Exercise directions: Copy all of the material below word for word, leaving nothing out.
######
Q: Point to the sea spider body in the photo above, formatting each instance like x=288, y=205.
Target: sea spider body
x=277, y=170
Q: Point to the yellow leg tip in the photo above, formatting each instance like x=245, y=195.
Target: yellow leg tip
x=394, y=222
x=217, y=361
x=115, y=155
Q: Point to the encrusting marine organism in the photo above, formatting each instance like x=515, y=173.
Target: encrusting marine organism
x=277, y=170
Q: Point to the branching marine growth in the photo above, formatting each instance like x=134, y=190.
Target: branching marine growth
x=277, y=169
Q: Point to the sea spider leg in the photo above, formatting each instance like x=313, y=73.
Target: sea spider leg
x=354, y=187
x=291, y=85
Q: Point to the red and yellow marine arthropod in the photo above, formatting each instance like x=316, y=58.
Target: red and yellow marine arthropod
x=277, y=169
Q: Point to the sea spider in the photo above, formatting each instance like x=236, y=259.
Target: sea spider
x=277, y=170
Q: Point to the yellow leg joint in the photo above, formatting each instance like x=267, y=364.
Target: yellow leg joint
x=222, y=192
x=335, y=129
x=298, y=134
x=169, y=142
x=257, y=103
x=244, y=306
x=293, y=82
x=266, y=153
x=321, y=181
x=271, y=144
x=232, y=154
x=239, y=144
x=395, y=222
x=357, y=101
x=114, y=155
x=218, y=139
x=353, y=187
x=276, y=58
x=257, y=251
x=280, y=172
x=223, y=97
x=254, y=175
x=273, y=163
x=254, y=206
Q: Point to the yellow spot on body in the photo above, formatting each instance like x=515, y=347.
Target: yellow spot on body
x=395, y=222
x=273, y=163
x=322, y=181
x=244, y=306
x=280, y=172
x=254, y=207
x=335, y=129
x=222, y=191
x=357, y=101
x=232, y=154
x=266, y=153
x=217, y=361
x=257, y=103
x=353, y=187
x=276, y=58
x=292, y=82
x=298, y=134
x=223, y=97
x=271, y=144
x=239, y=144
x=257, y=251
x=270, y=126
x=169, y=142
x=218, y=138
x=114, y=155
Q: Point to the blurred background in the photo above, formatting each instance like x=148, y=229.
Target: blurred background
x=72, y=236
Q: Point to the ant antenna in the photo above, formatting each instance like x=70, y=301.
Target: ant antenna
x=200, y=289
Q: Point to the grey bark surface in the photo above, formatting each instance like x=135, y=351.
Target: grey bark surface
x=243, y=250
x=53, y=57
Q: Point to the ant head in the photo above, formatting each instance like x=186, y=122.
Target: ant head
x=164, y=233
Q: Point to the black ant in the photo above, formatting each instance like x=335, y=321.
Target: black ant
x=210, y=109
######
Solution to the problem:
Q: Point to the sea spider body in the photo above, formatting each instance like x=288, y=205.
Target: sea spider body
x=277, y=170
Q: Point to the yellow leg tip in the photo above, formatting each instance like x=245, y=195.
Target: yellow leg tip
x=394, y=222
x=217, y=361
x=115, y=155
Q: Point to the encrusting marine organism in the photo above, formatting each instance like x=515, y=173.
Target: encrusting marine organism
x=277, y=170
Q: Point to the branching marine growth in the photo above, formatting each instance like x=134, y=190.
Target: branching marine growth
x=277, y=169
Q: Point to the sea spider leg in the photo above, formatting each instance like x=313, y=73.
Target: sea spider leg
x=354, y=187
x=291, y=85
Q: Point to the red and yellow marine arthropod in the photo above, formatting each instance like x=316, y=58.
Target: red and yellow marine arthropod
x=277, y=169
Q: Point to the sea spider in the photo above, formatting each instance like x=236, y=259.
Target: sea spider
x=277, y=170
Q: Point to the yellow leg joint in the photo above, formatting each instance like x=267, y=364.
Target: yellow leg joint
x=222, y=192
x=335, y=129
x=298, y=134
x=169, y=142
x=257, y=103
x=244, y=306
x=293, y=82
x=266, y=153
x=321, y=181
x=271, y=144
x=232, y=154
x=239, y=144
x=395, y=222
x=357, y=101
x=114, y=155
x=218, y=139
x=353, y=187
x=276, y=58
x=257, y=251
x=280, y=172
x=223, y=97
x=254, y=175
x=273, y=163
x=254, y=206
Q: Point to the yellow spot on body in the photo above, formatting each instance like x=515, y=347.
Target: yellow spot on body
x=395, y=222
x=273, y=163
x=322, y=181
x=244, y=306
x=280, y=172
x=254, y=207
x=335, y=129
x=222, y=191
x=357, y=101
x=232, y=154
x=266, y=153
x=217, y=361
x=257, y=103
x=353, y=187
x=276, y=58
x=292, y=82
x=298, y=134
x=223, y=97
x=271, y=144
x=239, y=144
x=257, y=251
x=270, y=126
x=169, y=142
x=218, y=138
x=114, y=155
Q: Point to the blurred background in the photo above, formatting each instance like x=148, y=229.
Target: blurred background
x=72, y=236
Q: Point to the ant antenna in the photo above, formatting each instance like x=70, y=301.
Target: ant antenna
x=200, y=289
Q: Point to the grey bark surface in the photo above, formatting each instance like x=135, y=351.
Target: grey bark surface
x=243, y=250
x=53, y=57
Q: Point to the ant head in the photo above, formatting each instance like x=186, y=122.
Target: ant head
x=164, y=233
Q: Point to the black ant in the photo above, formatting each instance like x=335, y=321.
Target: black ant
x=210, y=109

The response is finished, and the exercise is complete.